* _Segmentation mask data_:
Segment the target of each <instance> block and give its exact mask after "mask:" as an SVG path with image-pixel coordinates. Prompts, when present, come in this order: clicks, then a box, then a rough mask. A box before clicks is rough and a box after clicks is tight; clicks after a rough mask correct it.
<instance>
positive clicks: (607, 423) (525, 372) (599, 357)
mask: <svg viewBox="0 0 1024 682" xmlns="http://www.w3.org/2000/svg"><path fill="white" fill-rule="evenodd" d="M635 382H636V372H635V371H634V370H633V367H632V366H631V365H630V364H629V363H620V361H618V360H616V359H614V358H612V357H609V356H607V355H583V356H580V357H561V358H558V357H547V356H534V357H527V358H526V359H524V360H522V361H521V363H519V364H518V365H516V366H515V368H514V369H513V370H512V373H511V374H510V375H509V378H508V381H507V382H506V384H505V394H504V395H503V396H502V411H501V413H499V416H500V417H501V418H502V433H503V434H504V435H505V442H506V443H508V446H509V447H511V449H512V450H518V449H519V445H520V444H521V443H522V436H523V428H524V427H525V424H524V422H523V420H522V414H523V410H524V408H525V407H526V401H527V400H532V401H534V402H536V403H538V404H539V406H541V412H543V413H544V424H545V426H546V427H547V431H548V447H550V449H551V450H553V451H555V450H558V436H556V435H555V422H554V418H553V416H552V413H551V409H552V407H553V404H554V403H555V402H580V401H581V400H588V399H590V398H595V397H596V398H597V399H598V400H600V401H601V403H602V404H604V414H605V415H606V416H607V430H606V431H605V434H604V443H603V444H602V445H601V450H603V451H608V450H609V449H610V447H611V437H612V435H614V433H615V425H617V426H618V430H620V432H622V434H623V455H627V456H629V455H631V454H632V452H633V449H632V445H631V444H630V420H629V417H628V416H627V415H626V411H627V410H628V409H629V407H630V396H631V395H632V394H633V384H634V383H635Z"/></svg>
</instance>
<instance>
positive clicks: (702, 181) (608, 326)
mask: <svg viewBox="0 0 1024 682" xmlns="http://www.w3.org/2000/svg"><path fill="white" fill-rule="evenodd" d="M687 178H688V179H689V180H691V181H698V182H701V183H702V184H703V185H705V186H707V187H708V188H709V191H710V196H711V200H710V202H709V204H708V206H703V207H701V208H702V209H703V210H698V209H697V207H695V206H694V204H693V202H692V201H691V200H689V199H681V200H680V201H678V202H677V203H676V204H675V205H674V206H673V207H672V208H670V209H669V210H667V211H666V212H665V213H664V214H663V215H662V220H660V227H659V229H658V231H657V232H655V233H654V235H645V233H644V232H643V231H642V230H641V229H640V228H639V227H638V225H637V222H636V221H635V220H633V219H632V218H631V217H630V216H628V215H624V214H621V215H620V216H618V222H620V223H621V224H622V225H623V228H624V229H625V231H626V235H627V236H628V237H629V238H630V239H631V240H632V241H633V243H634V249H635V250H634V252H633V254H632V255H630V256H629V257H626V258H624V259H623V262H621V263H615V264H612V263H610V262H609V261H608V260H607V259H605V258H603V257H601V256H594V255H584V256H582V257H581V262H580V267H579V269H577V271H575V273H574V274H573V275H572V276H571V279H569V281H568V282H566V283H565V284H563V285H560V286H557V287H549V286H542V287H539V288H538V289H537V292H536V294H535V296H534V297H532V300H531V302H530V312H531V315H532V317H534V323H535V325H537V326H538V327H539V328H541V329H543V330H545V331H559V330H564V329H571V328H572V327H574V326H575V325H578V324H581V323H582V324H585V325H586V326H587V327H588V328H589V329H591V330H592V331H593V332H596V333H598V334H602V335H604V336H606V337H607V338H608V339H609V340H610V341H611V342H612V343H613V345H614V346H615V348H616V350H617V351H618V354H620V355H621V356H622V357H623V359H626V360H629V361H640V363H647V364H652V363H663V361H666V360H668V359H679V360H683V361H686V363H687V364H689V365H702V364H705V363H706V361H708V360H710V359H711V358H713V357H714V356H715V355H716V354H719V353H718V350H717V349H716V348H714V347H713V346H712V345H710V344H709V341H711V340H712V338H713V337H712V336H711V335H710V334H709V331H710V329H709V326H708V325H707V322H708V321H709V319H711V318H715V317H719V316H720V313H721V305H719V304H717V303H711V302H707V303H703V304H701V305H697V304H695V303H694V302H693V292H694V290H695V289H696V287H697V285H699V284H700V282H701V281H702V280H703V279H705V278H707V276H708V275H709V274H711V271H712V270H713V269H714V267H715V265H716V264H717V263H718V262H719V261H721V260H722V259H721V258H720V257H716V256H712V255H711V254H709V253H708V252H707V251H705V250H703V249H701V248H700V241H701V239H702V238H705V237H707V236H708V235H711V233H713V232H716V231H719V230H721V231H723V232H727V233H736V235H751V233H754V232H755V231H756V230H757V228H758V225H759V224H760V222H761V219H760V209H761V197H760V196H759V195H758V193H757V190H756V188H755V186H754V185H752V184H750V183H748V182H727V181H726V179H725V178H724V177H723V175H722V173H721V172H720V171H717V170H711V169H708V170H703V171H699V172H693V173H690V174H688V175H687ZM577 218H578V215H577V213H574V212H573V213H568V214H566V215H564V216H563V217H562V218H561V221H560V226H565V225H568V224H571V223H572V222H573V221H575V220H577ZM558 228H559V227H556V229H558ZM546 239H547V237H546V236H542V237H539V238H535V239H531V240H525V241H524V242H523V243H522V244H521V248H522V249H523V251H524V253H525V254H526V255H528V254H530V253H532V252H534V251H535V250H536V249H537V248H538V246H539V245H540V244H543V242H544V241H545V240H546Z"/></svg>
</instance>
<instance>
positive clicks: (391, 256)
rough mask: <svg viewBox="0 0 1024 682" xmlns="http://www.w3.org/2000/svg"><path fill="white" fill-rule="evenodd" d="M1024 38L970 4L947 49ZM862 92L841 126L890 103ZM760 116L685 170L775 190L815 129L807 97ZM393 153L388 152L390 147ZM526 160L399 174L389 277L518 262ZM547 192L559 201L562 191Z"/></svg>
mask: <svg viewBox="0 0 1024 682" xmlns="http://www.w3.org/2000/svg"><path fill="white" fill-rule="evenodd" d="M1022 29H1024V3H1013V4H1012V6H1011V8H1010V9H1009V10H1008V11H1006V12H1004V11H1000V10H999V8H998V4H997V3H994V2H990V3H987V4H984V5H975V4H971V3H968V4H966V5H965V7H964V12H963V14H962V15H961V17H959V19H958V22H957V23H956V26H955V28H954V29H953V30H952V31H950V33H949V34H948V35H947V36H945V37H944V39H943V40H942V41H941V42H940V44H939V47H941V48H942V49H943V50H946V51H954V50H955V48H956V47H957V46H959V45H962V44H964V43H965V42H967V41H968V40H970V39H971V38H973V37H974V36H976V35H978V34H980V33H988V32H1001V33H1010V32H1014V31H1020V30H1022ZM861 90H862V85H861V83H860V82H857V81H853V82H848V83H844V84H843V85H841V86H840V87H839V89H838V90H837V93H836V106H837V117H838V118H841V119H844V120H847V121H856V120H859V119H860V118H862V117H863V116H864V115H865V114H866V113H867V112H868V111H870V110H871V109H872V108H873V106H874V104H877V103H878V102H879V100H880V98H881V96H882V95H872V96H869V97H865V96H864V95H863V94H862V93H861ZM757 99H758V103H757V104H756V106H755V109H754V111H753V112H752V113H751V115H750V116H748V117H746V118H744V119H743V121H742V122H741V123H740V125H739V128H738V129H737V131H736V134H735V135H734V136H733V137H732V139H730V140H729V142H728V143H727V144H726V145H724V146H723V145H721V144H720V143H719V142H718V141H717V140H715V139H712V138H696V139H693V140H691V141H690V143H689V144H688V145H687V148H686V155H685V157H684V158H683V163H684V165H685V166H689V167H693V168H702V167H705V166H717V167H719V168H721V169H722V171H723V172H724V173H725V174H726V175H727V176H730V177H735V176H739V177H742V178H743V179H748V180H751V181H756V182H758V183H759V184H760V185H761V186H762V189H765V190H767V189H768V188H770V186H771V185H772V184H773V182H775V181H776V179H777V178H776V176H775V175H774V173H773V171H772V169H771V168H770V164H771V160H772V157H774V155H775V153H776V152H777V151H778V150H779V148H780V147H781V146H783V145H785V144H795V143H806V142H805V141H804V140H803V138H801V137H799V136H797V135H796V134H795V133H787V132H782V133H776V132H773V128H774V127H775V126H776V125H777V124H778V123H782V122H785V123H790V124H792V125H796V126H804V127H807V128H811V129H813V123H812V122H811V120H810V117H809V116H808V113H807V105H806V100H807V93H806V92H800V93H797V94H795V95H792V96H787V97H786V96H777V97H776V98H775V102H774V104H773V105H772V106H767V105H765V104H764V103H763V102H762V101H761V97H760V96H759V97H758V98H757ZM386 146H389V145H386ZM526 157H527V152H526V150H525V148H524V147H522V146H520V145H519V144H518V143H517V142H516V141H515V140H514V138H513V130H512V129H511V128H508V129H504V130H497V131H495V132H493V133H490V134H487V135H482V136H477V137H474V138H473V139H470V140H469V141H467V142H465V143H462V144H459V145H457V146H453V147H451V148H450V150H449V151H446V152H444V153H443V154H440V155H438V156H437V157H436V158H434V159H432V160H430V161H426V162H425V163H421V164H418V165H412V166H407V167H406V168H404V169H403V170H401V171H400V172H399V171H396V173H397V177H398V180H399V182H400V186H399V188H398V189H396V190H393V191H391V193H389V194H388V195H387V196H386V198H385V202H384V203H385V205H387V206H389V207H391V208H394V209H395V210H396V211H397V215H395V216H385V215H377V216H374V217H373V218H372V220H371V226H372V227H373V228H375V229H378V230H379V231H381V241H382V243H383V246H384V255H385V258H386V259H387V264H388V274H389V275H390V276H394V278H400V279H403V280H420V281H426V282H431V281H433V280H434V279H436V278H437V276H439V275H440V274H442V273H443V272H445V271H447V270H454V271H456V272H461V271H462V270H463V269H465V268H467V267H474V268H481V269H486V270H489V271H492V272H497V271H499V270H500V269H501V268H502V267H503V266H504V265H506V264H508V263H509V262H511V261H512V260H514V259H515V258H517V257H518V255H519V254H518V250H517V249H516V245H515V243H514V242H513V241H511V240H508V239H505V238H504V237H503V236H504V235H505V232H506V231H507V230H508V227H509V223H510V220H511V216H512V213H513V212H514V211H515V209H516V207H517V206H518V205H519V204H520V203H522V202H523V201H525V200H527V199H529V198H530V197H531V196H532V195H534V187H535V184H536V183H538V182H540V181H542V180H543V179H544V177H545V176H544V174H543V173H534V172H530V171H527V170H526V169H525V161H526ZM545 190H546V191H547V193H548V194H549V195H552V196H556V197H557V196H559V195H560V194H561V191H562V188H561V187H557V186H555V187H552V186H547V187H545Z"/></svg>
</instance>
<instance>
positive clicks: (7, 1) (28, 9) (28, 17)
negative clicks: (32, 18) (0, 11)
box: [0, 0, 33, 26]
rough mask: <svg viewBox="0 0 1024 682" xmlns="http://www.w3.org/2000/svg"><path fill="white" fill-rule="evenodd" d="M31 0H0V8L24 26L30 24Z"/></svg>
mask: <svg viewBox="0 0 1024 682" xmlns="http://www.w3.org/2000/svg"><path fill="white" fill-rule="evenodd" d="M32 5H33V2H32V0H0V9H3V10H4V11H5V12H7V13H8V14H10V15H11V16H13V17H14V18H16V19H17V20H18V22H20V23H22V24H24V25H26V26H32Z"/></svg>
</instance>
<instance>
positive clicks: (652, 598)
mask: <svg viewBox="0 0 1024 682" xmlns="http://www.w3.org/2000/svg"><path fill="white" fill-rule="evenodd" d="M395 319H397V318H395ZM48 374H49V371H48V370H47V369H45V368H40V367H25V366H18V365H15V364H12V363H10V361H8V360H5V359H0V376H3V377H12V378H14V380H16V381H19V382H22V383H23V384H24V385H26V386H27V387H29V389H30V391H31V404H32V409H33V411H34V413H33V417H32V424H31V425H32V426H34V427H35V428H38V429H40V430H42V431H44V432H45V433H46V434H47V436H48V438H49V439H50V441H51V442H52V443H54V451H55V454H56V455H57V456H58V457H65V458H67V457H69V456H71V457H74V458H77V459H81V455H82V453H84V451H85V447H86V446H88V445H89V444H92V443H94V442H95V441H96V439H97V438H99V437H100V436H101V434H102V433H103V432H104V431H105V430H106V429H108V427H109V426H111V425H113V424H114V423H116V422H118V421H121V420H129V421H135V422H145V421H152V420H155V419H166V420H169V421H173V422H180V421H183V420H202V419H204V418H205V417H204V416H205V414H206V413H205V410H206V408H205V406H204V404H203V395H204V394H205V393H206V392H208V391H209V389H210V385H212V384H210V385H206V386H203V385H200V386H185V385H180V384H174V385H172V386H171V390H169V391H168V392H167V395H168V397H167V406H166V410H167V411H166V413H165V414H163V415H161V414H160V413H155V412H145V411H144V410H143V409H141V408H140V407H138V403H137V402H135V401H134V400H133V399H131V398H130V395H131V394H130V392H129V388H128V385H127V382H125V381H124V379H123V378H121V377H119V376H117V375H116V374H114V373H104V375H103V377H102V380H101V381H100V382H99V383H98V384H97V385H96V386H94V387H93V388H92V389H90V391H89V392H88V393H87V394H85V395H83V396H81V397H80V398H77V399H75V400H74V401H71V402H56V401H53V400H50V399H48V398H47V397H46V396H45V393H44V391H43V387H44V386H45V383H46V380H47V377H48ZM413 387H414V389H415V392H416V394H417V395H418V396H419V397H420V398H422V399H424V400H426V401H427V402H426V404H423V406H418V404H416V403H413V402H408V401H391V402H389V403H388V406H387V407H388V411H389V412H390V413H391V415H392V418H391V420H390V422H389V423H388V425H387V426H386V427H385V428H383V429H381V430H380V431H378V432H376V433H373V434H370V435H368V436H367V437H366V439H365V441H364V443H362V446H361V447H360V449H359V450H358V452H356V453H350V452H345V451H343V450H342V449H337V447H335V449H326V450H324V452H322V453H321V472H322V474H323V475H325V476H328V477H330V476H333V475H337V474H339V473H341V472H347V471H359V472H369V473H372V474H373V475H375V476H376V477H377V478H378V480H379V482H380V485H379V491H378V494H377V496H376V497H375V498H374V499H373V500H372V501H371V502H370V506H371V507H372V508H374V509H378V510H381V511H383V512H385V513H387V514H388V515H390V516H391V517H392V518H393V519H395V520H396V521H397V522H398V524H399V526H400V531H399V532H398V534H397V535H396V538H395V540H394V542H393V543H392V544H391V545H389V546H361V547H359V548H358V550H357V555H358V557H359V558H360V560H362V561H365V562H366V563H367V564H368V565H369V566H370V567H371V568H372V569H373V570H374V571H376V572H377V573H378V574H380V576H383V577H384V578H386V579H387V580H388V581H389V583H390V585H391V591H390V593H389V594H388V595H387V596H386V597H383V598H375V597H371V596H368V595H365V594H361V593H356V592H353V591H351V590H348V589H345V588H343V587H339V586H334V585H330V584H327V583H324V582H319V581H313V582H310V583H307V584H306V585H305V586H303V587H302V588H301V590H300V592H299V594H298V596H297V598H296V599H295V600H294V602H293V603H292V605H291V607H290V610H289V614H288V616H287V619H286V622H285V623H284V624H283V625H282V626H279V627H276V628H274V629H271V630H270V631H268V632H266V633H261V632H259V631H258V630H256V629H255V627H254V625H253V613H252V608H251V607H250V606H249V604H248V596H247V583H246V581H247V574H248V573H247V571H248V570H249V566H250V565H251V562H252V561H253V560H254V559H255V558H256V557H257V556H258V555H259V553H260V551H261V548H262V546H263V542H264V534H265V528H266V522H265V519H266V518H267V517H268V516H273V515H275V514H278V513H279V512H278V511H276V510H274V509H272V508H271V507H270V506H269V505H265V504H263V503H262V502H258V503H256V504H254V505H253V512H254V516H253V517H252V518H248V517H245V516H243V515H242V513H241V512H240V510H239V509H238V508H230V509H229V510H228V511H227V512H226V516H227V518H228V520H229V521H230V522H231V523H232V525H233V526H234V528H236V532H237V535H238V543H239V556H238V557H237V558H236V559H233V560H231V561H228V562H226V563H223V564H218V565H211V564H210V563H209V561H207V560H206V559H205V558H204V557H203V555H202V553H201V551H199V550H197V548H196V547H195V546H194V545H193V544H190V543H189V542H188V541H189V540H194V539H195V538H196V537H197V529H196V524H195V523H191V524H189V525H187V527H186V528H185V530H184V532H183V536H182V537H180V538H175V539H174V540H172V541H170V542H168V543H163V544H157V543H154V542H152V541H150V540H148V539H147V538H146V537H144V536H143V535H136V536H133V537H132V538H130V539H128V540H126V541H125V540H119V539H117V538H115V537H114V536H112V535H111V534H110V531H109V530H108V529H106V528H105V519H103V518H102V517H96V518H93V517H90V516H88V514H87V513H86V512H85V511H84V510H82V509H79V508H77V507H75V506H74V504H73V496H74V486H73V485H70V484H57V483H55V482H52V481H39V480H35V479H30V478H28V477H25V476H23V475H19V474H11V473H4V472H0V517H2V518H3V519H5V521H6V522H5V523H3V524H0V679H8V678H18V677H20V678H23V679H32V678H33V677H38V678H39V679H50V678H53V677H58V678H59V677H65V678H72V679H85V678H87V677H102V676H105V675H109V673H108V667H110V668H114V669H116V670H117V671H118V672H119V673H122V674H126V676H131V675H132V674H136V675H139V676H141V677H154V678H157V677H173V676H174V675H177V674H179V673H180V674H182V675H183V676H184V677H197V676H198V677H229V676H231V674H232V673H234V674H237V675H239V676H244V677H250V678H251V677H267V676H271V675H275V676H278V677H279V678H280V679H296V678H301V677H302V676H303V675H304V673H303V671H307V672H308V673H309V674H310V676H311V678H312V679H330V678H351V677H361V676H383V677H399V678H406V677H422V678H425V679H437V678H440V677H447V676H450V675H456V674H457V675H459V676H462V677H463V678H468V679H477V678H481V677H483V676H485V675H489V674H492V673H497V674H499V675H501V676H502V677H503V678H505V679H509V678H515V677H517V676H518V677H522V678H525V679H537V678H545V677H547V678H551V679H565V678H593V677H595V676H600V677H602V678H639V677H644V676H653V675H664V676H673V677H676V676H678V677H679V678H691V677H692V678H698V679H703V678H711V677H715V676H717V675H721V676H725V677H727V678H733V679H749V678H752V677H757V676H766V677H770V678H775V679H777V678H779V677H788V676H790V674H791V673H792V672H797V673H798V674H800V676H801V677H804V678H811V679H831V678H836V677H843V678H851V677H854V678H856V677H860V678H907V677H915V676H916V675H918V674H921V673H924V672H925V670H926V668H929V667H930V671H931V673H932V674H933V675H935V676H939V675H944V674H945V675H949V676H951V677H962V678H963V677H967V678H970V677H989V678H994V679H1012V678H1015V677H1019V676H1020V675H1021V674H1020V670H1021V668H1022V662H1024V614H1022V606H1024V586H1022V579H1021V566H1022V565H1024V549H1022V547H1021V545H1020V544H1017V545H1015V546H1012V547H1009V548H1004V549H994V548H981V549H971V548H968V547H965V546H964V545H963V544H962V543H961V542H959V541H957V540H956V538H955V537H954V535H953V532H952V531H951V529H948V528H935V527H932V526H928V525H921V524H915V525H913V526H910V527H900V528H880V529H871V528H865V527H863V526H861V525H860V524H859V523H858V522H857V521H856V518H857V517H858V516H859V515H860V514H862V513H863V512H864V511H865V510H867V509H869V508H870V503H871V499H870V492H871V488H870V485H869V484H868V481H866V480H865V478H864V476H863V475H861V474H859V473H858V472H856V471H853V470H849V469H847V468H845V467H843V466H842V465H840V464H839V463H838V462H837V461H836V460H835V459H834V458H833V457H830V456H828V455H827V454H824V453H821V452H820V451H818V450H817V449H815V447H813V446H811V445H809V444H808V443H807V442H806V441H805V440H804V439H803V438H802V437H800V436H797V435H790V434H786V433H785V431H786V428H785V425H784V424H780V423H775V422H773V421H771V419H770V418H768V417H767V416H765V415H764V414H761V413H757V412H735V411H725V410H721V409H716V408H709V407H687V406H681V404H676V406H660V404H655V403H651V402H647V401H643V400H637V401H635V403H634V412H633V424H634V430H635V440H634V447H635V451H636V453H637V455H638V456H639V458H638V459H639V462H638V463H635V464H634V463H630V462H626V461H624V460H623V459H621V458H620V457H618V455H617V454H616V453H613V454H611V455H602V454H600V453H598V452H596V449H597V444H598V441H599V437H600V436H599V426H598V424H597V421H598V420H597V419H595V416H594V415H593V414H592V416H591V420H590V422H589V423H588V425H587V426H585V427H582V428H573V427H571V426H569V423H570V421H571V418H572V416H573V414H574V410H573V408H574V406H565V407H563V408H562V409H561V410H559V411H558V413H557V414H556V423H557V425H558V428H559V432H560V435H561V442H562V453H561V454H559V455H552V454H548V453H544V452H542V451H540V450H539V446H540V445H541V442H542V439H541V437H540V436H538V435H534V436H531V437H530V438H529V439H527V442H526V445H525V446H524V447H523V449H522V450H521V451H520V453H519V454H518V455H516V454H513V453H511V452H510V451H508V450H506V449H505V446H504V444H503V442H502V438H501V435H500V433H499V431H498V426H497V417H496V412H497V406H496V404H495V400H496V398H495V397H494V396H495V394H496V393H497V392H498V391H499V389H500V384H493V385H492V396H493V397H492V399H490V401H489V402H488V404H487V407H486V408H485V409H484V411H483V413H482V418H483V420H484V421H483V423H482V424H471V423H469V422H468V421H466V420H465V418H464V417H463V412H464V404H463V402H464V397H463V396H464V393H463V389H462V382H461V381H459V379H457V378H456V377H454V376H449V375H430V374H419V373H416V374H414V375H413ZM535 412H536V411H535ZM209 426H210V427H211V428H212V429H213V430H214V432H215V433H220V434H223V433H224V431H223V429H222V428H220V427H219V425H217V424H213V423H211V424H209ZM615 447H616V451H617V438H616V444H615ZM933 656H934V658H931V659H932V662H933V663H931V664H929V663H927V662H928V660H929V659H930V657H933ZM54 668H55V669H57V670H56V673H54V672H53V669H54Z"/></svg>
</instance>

* _Instructions to follow_:
Filter the entries by the string "rough" and copy each matching line.

* _Solution to the problem_:
Segment the target of each <instance> block and give its exact mask after "mask:" as an SVG path with image-pixel coordinates. Prompts, when present, come in this order: clicks, then a box, then a rough mask. A box before clicks is rough and a box after clicks is tight; clicks after a rough mask correct it.
rough mask: <svg viewBox="0 0 1024 682" xmlns="http://www.w3.org/2000/svg"><path fill="white" fill-rule="evenodd" d="M1024 38L970 4L947 49ZM862 92L841 126L890 103ZM760 116L685 170L775 190L815 129L807 97ZM393 153L388 152L390 147ZM526 160L399 174L389 277L518 262ZM547 192L559 201L562 191Z"/></svg>
rough mask: <svg viewBox="0 0 1024 682" xmlns="http://www.w3.org/2000/svg"><path fill="white" fill-rule="evenodd" d="M31 0H0V8L24 26L30 24Z"/></svg>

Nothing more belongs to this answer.